◆ TASK GOAL: Reproduce, character for character, the lines of the data below, starting at the line that contains "219V216L239 215L240 208L232" and ending at the line that contains "positive clicks: (296, 197)", with both of those lines included.

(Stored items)
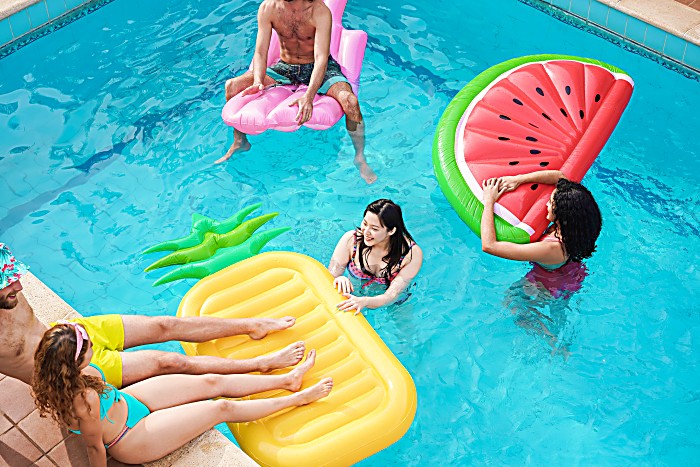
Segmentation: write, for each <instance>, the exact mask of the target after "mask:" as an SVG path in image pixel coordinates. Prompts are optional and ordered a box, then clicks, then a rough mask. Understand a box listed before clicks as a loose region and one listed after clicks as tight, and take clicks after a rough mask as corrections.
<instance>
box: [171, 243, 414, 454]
mask: <svg viewBox="0 0 700 467" xmlns="http://www.w3.org/2000/svg"><path fill="white" fill-rule="evenodd" d="M343 299H344V297H342V296H341V295H339V294H338V292H337V291H336V290H335V289H334V288H333V277H332V276H331V275H330V274H329V273H328V271H327V270H326V268H325V267H324V266H323V265H322V264H321V263H319V262H318V261H316V260H314V259H312V258H310V257H308V256H304V255H300V254H297V253H289V252H268V253H262V254H260V255H258V256H255V257H253V258H250V259H247V260H245V261H241V262H240V263H238V264H235V265H233V266H231V267H228V268H226V269H224V270H222V271H219V272H217V273H216V274H213V275H211V276H209V277H207V278H205V279H203V280H201V281H200V282H198V283H197V284H196V285H195V286H194V287H192V289H191V290H190V291H189V292H187V294H186V295H185V296H184V297H183V299H182V302H181V303H180V307H179V309H178V313H177V314H178V316H180V317H187V316H217V317H222V318H250V317H266V318H281V317H284V316H294V317H295V318H296V323H295V324H294V326H292V327H291V328H290V329H287V330H285V331H281V332H276V333H272V334H270V335H269V336H267V337H265V338H264V339H261V340H252V339H250V338H249V337H248V336H232V337H229V338H225V339H217V340H215V341H210V342H204V343H190V342H182V346H183V348H184V350H185V352H186V353H187V354H188V355H213V356H218V357H226V358H238V359H240V358H253V357H256V356H259V355H262V354H265V353H269V352H274V351H277V350H279V349H281V348H283V347H285V346H287V345H289V344H291V343H293V342H296V341H300V340H303V341H305V342H306V349H307V351H308V350H310V349H316V350H317V359H316V365H315V366H314V367H313V369H312V370H311V371H310V372H309V373H308V374H307V375H306V376H305V378H304V387H308V386H310V385H312V384H315V383H316V382H317V381H319V380H320V379H321V378H324V377H326V376H331V377H333V380H334V386H333V391H332V392H331V393H330V395H329V396H328V397H327V398H324V399H322V400H320V401H317V402H314V403H312V404H309V405H307V406H303V407H298V408H295V409H291V410H287V411H283V412H280V413H277V414H274V415H271V416H269V417H266V418H263V419H261V420H257V421H255V422H249V423H238V424H233V423H232V424H229V427H230V428H231V432H232V433H233V435H234V436H235V437H236V439H237V440H238V443H239V444H240V446H241V448H242V449H243V450H244V451H245V452H246V453H247V454H248V455H249V456H250V457H251V458H253V460H255V461H256V462H257V463H259V464H260V465H264V466H300V465H305V466H311V465H314V466H315V465H319V466H321V465H323V466H341V465H351V464H354V463H356V462H359V461H360V460H362V459H364V458H366V457H368V456H370V455H372V454H374V453H376V452H378V451H380V450H382V449H384V448H386V447H387V446H389V445H391V444H392V443H394V442H396V441H398V440H399V439H400V438H401V437H402V436H403V435H404V433H406V431H407V430H408V428H409V427H410V425H411V422H412V421H413V417H414V415H415V412H416V402H417V399H416V388H415V385H414V384H413V380H412V379H411V376H410V375H409V373H408V371H406V369H405V368H404V367H403V366H402V365H401V363H400V362H399V361H398V359H397V358H396V357H395V356H394V355H393V354H392V353H391V351H390V350H389V349H388V348H387V346H386V345H385V344H384V342H383V341H382V340H381V338H380V337H379V336H378V335H377V333H376V332H375V331H374V329H372V327H371V326H370V325H369V323H368V322H367V320H366V319H365V318H364V317H363V316H362V315H354V314H353V313H344V312H341V311H338V309H337V308H336V304H337V303H338V302H340V301H341V300H343ZM287 371H288V370H280V371H276V372H275V373H284V372H287ZM285 393H286V392H285V391H282V390H279V391H271V392H266V393H262V394H257V395H254V396H250V397H252V398H266V397H275V396H280V395H283V394H285Z"/></svg>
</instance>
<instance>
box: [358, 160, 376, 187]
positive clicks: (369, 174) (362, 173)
mask: <svg viewBox="0 0 700 467" xmlns="http://www.w3.org/2000/svg"><path fill="white" fill-rule="evenodd" d="M355 166H356V167H357V169H358V170H359V171H360V177H362V179H363V180H364V181H365V182H367V184H368V185H371V184H372V183H374V182H376V181H377V174H376V173H374V170H372V167H370V166H369V165H367V162H365V161H364V160H362V161H357V160H356V161H355Z"/></svg>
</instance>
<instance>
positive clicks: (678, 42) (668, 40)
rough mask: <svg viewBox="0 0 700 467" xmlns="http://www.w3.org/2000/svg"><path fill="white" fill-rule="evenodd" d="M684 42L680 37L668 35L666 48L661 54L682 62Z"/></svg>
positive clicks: (671, 34) (665, 46) (667, 36)
mask: <svg viewBox="0 0 700 467" xmlns="http://www.w3.org/2000/svg"><path fill="white" fill-rule="evenodd" d="M686 44H687V43H686V42H685V41H684V40H683V39H681V38H680V37H677V36H674V35H673V34H668V35H667V36H666V46H665V47H664V50H663V53H664V55H666V56H667V57H671V58H674V59H676V60H678V61H679V62H680V61H683V54H684V53H685V46H686Z"/></svg>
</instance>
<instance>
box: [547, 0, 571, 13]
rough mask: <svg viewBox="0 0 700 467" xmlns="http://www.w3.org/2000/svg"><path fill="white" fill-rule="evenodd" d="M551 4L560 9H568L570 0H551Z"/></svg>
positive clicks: (566, 9) (569, 2) (562, 9)
mask: <svg viewBox="0 0 700 467" xmlns="http://www.w3.org/2000/svg"><path fill="white" fill-rule="evenodd" d="M552 5H554V6H558V7H559V8H561V9H562V10H566V11H569V7H570V6H571V0H552Z"/></svg>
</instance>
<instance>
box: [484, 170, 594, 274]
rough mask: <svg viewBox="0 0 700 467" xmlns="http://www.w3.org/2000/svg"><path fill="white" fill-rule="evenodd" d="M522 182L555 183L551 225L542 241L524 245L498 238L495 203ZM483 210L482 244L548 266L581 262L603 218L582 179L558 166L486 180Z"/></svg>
mask: <svg viewBox="0 0 700 467" xmlns="http://www.w3.org/2000/svg"><path fill="white" fill-rule="evenodd" d="M522 183H545V184H555V185H556V188H555V190H554V192H552V196H551V198H550V199H549V201H548V202H547V220H549V221H550V222H551V224H550V226H549V227H548V228H547V230H546V231H545V232H544V234H543V235H542V237H541V238H540V241H538V242H534V243H528V244H524V245H520V244H516V243H511V242H501V241H498V240H497V239H496V229H495V227H494V220H493V216H494V214H493V205H494V203H495V202H496V201H497V200H498V198H499V197H500V196H501V195H502V194H503V193H506V192H508V191H513V190H515V189H516V188H517V187H518V186H520V184H522ZM483 189H484V197H483V201H484V212H483V215H482V217H481V247H482V249H483V251H485V252H486V253H489V254H492V255H494V256H499V257H501V258H507V259H513V260H517V261H532V262H533V263H537V264H538V265H540V266H541V267H543V268H545V269H548V270H556V269H559V268H561V267H563V266H564V265H566V264H567V263H569V262H580V261H582V260H584V259H586V258H590V256H591V255H592V254H593V252H594V251H595V242H596V240H597V239H598V235H600V229H601V227H602V219H601V216H600V209H599V208H598V204H597V203H596V202H595V199H593V195H591V192H590V191H588V190H587V189H586V188H585V187H584V186H583V185H581V184H580V183H576V182H572V181H569V180H567V179H566V178H565V177H564V175H563V174H562V173H561V172H560V171H558V170H544V171H540V172H533V173H529V174H522V175H516V176H512V177H500V178H492V179H489V180H486V181H484V183H483Z"/></svg>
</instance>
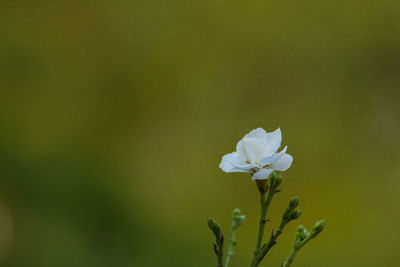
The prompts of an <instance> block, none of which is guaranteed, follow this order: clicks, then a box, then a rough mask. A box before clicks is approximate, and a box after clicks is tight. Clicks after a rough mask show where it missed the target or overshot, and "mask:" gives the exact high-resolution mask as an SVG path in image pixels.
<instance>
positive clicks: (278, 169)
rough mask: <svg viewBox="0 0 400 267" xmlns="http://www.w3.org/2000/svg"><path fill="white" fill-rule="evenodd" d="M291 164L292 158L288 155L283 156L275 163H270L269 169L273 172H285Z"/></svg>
mask: <svg viewBox="0 0 400 267" xmlns="http://www.w3.org/2000/svg"><path fill="white" fill-rule="evenodd" d="M292 162H293V157H292V156H291V155H289V154H284V155H283V156H282V157H281V158H280V159H279V160H278V161H277V162H274V163H272V165H271V167H272V169H274V170H278V171H286V170H287V169H289V168H290V166H291V165H292Z"/></svg>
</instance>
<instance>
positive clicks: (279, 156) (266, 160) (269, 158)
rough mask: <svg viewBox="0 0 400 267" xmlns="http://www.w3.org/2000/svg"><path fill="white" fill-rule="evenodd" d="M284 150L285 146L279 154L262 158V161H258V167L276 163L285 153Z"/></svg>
mask: <svg viewBox="0 0 400 267" xmlns="http://www.w3.org/2000/svg"><path fill="white" fill-rule="evenodd" d="M286 150H287V146H285V147H284V148H283V149H282V151H281V152H279V153H276V154H274V155H272V156H269V157H265V158H263V159H262V160H260V165H261V166H265V165H269V164H272V163H274V162H277V161H278V160H279V159H280V158H281V157H282V156H283V155H284V154H285V153H286Z"/></svg>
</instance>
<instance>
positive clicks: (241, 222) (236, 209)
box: [232, 209, 246, 228]
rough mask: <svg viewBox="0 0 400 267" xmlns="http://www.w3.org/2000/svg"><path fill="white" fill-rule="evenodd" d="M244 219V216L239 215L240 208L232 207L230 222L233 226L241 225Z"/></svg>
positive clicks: (241, 215) (243, 215)
mask: <svg viewBox="0 0 400 267" xmlns="http://www.w3.org/2000/svg"><path fill="white" fill-rule="evenodd" d="M245 220H246V216H244V215H240V209H234V210H233V212H232V223H233V225H234V227H235V228H237V227H239V226H241V225H242V224H243V223H244V221H245Z"/></svg>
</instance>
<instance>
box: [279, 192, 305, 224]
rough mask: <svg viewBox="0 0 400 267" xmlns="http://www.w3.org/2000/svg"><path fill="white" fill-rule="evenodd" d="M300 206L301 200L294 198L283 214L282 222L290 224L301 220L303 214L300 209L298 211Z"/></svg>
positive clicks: (296, 197)
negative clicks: (298, 220)
mask: <svg viewBox="0 0 400 267" xmlns="http://www.w3.org/2000/svg"><path fill="white" fill-rule="evenodd" d="M298 205H299V198H298V197H294V198H292V199H291V200H290V201H289V205H288V207H287V208H286V210H285V212H284V213H283V216H282V220H284V221H285V222H290V221H293V220H296V219H297V218H299V217H300V215H301V214H302V213H303V212H302V211H301V210H299V209H296V208H297V206H298Z"/></svg>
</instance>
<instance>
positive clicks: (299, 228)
mask: <svg viewBox="0 0 400 267" xmlns="http://www.w3.org/2000/svg"><path fill="white" fill-rule="evenodd" d="M306 236H307V231H306V229H304V226H303V225H301V224H300V225H299V226H297V229H296V239H298V240H300V241H301V240H303V239H304V238H306Z"/></svg>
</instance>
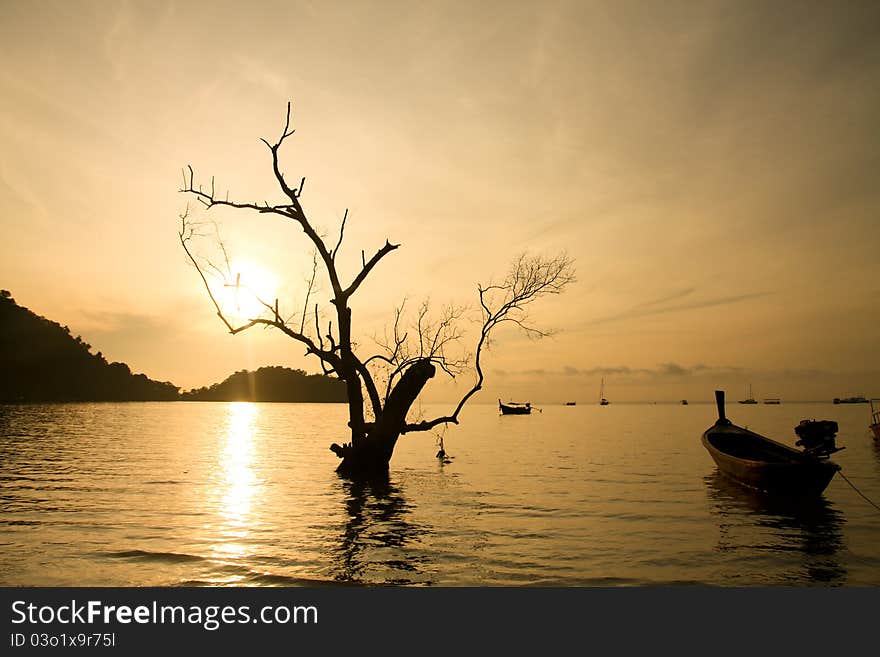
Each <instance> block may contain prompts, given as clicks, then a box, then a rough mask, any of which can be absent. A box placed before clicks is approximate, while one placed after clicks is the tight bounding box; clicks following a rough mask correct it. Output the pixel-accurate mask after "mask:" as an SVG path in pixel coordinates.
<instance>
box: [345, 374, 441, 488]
mask: <svg viewBox="0 0 880 657" xmlns="http://www.w3.org/2000/svg"><path fill="white" fill-rule="evenodd" d="M435 373H436V369H435V368H434V365H433V364H432V363H431V361H430V360H428V359H424V360H420V361H418V362H416V363H414V364H413V365H412V366H411V367H410V368H409V369H408V370H407V371H406V372H405V373H404V374H403V376H402V377H401V378H400V381H398V382H397V385H395V386H394V389H393V390H392V391H391V394H390V395H388V400H387V401H386V402H385V408H384V409H383V410H382V414H381V415H380V416H379V417H378V418H376V421H375V422H373V423H371V424H367V425H365V429H366V433H365V435H364V436H363V438H362V439H360V440H352V442H351V443H348V444H345V445H342V446H339V445H337V444H336V443H334V444H333V445H331V446H330V449H331V450H332V451H333V452H335V453H336V455H337V456H338V457H339V458H341V459H342V463H340V464H339V467H337V468H336V471H337V472H338V473H339V474H341V475H343V476H345V477H351V478H363V477H372V476H376V475H384V474H387V473H388V464H389V462H390V461H391V456H392V454H393V453H394V446H395V445H396V444H397V439H398V438H399V437H400V432H401V430H402V429H403V427H404V425H405V424H406V414H407V413H408V412H409V409H410V407H411V406H412V405H413V403H415V400H416V398H417V397H418V396H419V394H420V393H421V392H422V388H424V387H425V384H426V383H427V382H428V379H430V378H431V377H433V376H434V374H435Z"/></svg>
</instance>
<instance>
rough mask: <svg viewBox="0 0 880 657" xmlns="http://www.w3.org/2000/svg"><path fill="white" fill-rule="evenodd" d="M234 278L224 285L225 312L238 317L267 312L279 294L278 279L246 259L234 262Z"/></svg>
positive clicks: (259, 266)
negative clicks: (242, 260)
mask: <svg viewBox="0 0 880 657" xmlns="http://www.w3.org/2000/svg"><path fill="white" fill-rule="evenodd" d="M231 269H232V280H230V281H227V283H226V284H225V285H224V286H223V292H222V294H221V297H222V299H223V304H222V305H223V312H224V313H227V314H229V315H230V316H232V317H236V318H238V319H252V318H254V317H257V316H258V315H260V314H262V313H263V312H266V310H267V308H266V306H265V305H263V303H262V302H265V303H267V304H269V305H272V304H273V303H274V302H275V297H276V296H277V294H278V279H277V278H276V277H275V276H274V275H273V274H271V273H269V272H267V271H266V270H265V269H263V268H262V267H260V266H259V265H255V264H253V263H252V262H248V261H246V260H243V261H238V262H235V263H233V264H232V266H231Z"/></svg>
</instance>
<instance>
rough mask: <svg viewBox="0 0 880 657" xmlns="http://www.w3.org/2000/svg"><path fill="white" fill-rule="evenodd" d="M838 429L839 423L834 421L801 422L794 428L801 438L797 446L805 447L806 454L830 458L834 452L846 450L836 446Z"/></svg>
mask: <svg viewBox="0 0 880 657" xmlns="http://www.w3.org/2000/svg"><path fill="white" fill-rule="evenodd" d="M837 429H838V427H837V422H834V421H833V420H801V422H800V424H798V425H797V426H796V427H795V428H794V432H795V433H796V434H797V436H798V438H799V440H798V441H797V442H796V443H795V445H797V446H798V447H803V450H804V453H805V454H810V455H811V456H816V457H819V458H828V457H829V456H830V455H831V454H833V453H834V452H839V451H840V450H842V449H844V448H843V447H837V446H836V445H835V444H834V438H835V436H836V435H837Z"/></svg>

◆ RESPONSE BOX:
rough mask: <svg viewBox="0 0 400 267" xmlns="http://www.w3.org/2000/svg"><path fill="white" fill-rule="evenodd" d="M244 219V216L239 215L240 208L232 207L230 222L233 226L241 225Z"/></svg>
positive clicks: (241, 215) (243, 215)
mask: <svg viewBox="0 0 400 267" xmlns="http://www.w3.org/2000/svg"><path fill="white" fill-rule="evenodd" d="M245 220H246V216H244V215H240V209H234V210H233V212H232V223H233V225H234V227H235V228H237V227H239V226H241V225H242V224H243V223H244V221H245Z"/></svg>
</instance>
<instance>
box: [279, 192, 305, 224]
rough mask: <svg viewBox="0 0 400 267" xmlns="http://www.w3.org/2000/svg"><path fill="white" fill-rule="evenodd" d="M300 206L301 200L294 198L283 214L282 222L290 224L301 220L303 214L300 209L298 211Z"/></svg>
positive clicks: (296, 197)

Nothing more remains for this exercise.